What the task asks:
Only the lines from the one containing "Shelf-audit tool: tag the reflection" to the end of the material are to be copied, exactly and in full; images stay out.

___ Supplied records

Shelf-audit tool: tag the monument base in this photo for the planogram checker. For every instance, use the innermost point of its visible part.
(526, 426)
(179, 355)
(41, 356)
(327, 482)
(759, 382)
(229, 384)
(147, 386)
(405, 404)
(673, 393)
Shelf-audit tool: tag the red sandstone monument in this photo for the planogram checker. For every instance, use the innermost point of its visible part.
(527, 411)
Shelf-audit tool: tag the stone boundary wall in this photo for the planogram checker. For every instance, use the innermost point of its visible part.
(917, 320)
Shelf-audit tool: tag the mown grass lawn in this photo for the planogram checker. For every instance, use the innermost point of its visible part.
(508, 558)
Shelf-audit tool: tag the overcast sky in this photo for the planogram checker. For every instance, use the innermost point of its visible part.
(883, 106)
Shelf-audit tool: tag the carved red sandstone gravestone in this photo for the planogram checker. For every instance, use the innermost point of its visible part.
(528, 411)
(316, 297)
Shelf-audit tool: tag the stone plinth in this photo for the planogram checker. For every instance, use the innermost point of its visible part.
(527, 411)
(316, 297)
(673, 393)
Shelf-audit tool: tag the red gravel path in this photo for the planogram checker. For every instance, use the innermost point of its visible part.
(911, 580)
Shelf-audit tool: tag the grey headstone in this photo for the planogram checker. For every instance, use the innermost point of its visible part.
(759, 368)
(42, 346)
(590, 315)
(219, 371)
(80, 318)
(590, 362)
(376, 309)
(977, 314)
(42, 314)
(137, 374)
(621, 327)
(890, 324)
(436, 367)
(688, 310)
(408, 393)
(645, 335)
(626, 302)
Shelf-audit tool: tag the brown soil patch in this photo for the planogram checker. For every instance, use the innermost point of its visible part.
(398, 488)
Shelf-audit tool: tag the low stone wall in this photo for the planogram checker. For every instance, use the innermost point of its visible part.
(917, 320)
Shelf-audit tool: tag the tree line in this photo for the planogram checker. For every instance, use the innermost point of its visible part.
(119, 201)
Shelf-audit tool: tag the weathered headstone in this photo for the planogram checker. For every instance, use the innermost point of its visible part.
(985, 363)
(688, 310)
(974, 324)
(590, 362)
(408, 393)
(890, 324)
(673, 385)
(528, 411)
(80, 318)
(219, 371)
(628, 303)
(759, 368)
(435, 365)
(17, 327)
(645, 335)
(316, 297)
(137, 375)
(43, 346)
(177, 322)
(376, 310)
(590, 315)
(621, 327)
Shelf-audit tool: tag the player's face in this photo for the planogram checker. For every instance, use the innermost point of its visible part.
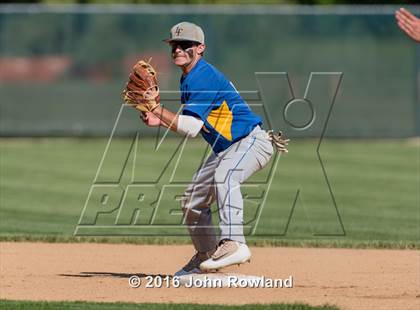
(183, 52)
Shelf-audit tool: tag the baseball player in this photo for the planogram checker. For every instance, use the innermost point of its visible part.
(408, 23)
(213, 108)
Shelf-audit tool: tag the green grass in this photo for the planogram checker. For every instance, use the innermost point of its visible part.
(45, 182)
(18, 305)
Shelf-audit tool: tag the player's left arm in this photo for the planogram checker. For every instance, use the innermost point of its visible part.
(183, 124)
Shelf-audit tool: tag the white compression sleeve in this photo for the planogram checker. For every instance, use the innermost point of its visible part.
(189, 125)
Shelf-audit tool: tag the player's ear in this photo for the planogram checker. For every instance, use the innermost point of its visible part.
(201, 48)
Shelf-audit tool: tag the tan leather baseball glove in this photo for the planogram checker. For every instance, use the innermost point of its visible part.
(142, 90)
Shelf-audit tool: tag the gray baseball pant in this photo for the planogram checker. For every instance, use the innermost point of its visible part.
(219, 178)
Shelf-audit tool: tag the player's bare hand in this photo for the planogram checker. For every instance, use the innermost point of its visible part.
(150, 119)
(408, 23)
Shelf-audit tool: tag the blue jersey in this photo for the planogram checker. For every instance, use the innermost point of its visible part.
(208, 95)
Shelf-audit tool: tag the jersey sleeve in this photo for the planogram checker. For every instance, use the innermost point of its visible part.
(202, 95)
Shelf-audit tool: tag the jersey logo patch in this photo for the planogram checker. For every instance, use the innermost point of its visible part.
(221, 120)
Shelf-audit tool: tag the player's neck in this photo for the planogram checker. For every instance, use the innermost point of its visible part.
(187, 69)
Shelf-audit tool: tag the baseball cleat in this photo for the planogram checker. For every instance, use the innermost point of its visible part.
(228, 253)
(193, 265)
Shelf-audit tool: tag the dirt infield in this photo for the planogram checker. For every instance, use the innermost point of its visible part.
(350, 279)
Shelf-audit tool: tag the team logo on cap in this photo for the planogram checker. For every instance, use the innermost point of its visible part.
(178, 30)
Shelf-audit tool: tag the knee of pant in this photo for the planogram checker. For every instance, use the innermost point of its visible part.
(223, 177)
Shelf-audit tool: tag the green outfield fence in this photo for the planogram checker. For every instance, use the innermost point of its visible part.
(62, 67)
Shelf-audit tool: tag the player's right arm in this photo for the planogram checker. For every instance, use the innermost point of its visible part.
(183, 124)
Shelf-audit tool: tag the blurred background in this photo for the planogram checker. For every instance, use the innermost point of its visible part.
(64, 64)
(62, 67)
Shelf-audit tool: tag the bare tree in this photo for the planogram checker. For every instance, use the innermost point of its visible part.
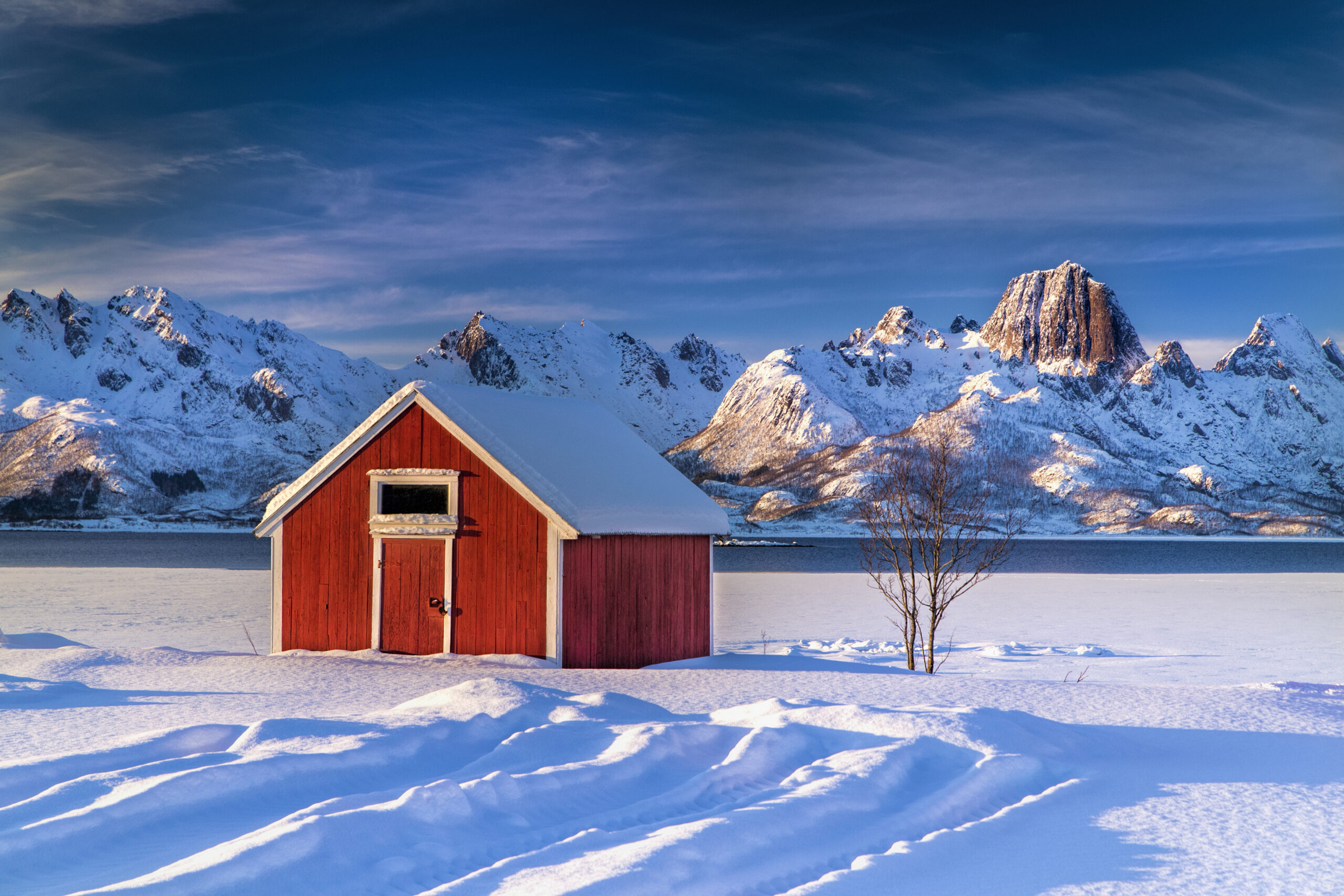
(936, 527)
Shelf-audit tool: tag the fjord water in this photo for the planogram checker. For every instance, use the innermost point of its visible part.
(1100, 555)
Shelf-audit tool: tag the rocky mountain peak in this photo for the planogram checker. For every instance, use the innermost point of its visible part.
(1066, 321)
(1177, 363)
(894, 324)
(1278, 347)
(710, 366)
(961, 324)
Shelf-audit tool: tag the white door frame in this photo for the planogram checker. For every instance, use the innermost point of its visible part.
(377, 604)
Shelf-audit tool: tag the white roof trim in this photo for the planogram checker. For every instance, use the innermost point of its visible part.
(566, 529)
(295, 493)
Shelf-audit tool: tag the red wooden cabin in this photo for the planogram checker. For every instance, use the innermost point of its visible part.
(469, 520)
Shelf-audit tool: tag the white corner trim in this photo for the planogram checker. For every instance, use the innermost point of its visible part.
(277, 589)
(713, 608)
(554, 602)
(449, 604)
(377, 598)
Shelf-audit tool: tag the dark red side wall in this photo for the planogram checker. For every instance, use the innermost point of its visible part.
(499, 561)
(636, 599)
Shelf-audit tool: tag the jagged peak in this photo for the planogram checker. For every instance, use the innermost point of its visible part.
(1332, 354)
(1174, 362)
(897, 323)
(961, 324)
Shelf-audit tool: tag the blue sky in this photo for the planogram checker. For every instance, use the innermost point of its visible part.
(761, 174)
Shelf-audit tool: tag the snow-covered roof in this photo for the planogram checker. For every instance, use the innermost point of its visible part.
(577, 462)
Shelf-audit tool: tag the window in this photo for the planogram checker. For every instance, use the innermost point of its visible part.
(414, 499)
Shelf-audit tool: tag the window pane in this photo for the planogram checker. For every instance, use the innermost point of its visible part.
(414, 499)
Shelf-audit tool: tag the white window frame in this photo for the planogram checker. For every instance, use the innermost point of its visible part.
(412, 525)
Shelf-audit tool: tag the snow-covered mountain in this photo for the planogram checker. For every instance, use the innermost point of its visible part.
(1113, 441)
(664, 397)
(152, 409)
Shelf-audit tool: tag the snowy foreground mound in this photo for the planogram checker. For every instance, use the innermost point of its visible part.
(498, 786)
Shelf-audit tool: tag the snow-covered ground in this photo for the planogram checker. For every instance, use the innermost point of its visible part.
(1152, 629)
(1175, 766)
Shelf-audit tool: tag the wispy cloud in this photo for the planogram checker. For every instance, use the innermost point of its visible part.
(104, 13)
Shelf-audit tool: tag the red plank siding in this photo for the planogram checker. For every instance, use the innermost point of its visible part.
(500, 556)
(636, 599)
(413, 573)
(499, 563)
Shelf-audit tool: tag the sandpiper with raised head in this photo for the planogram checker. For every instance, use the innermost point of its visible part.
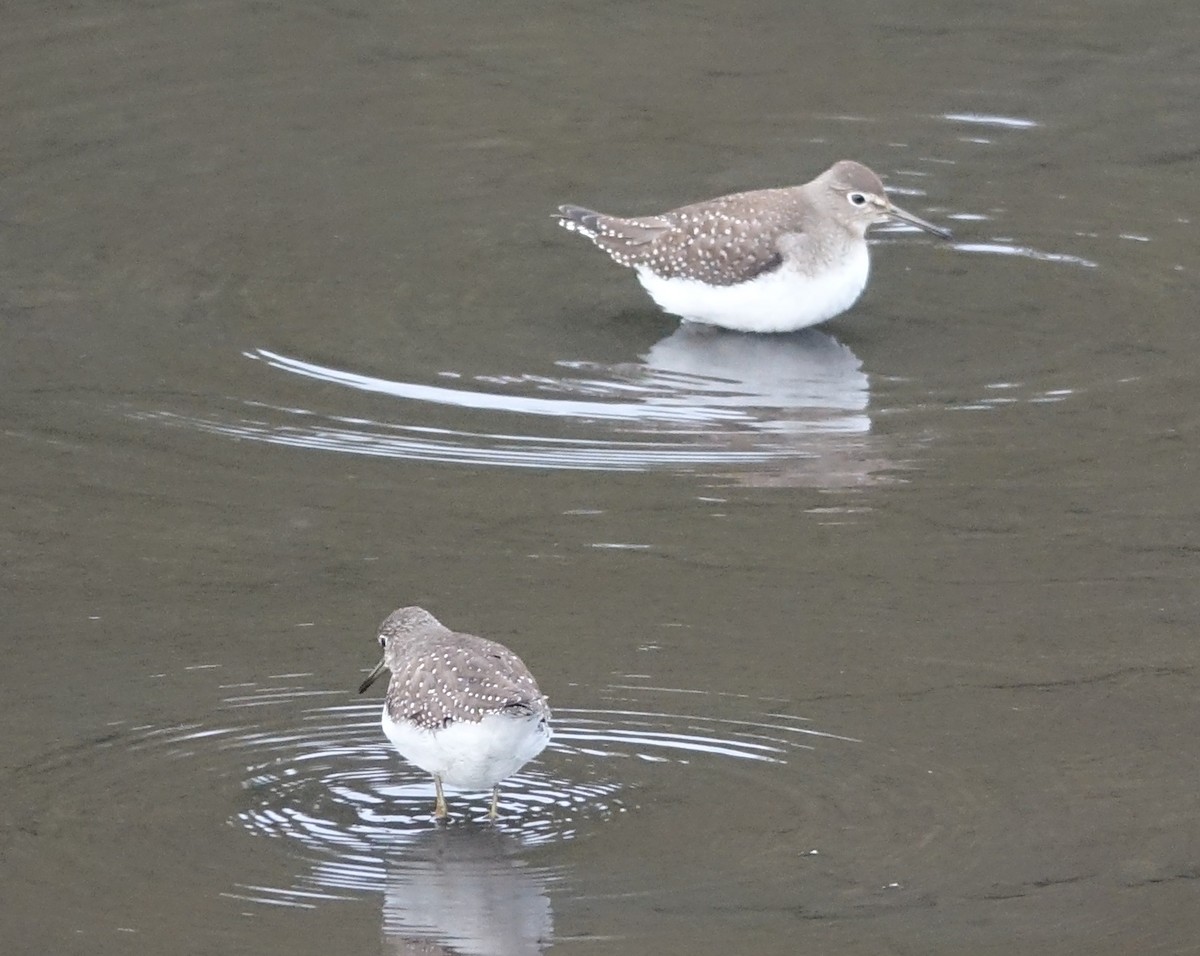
(461, 708)
(768, 260)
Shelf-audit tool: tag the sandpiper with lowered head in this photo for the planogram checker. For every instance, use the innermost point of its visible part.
(461, 708)
(768, 260)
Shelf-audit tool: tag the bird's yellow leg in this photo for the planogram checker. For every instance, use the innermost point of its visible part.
(439, 807)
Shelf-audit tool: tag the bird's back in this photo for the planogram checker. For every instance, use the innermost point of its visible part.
(461, 678)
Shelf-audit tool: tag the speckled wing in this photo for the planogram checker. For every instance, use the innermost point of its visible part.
(720, 241)
(463, 680)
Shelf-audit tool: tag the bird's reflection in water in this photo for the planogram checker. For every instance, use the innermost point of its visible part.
(466, 889)
(805, 398)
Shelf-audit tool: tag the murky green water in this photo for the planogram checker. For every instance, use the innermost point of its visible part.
(876, 638)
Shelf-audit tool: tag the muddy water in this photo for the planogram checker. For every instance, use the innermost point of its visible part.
(873, 638)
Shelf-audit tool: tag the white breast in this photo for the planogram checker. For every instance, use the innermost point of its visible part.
(779, 301)
(471, 755)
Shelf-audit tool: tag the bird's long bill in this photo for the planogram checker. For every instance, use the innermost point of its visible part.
(895, 212)
(375, 674)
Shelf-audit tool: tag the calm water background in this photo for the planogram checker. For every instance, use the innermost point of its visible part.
(880, 638)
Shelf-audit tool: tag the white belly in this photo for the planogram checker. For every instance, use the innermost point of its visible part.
(471, 756)
(779, 301)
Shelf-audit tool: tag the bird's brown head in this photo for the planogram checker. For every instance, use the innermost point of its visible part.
(856, 196)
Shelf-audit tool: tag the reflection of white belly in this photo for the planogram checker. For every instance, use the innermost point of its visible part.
(471, 755)
(779, 301)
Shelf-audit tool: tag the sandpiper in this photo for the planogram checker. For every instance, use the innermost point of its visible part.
(461, 708)
(768, 260)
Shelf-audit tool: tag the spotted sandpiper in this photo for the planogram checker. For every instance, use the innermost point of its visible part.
(769, 260)
(461, 708)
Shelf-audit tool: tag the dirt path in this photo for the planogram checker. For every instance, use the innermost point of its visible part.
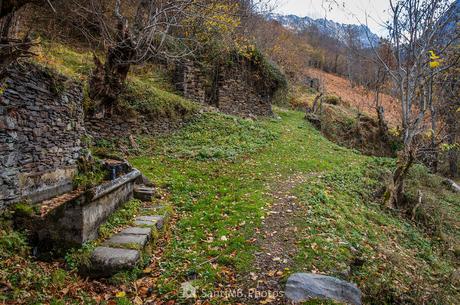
(277, 240)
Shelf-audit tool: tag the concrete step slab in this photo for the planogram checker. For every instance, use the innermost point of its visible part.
(137, 231)
(127, 239)
(144, 193)
(155, 220)
(106, 261)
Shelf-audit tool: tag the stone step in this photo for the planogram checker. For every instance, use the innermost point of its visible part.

______

Worked solution:
Shelf-audit tool: tag the reflection of white belly in this photo for the planogram checker. For every instance, use the innermost point of its visible part.
(471, 755)
(779, 301)
Shelf-audit tool: tag the sandpiper in this photo for the planogram checker. For every instance, use the innermost point of its visible part.
(461, 708)
(768, 260)
Shelf-audit tool: tag the spotted sandpiper in this photo for the planogram checker. For every instance, use the innermost point of its visible part.
(769, 260)
(461, 708)
Shelf-audit tool: tag the dirt path in this photo for the planogram checker. For every instance, use the innermost point of its visible part.
(277, 240)
Shelf-audit tool: tag the concrete step slab in this photo for the planogram checker. For every instance, use the innermost point of its visible part.
(137, 231)
(127, 239)
(144, 193)
(155, 220)
(106, 261)
Shelf-audit tool: tag the stone step in this photo for the planogram checker. For every instance, use the innermost point of its visible part.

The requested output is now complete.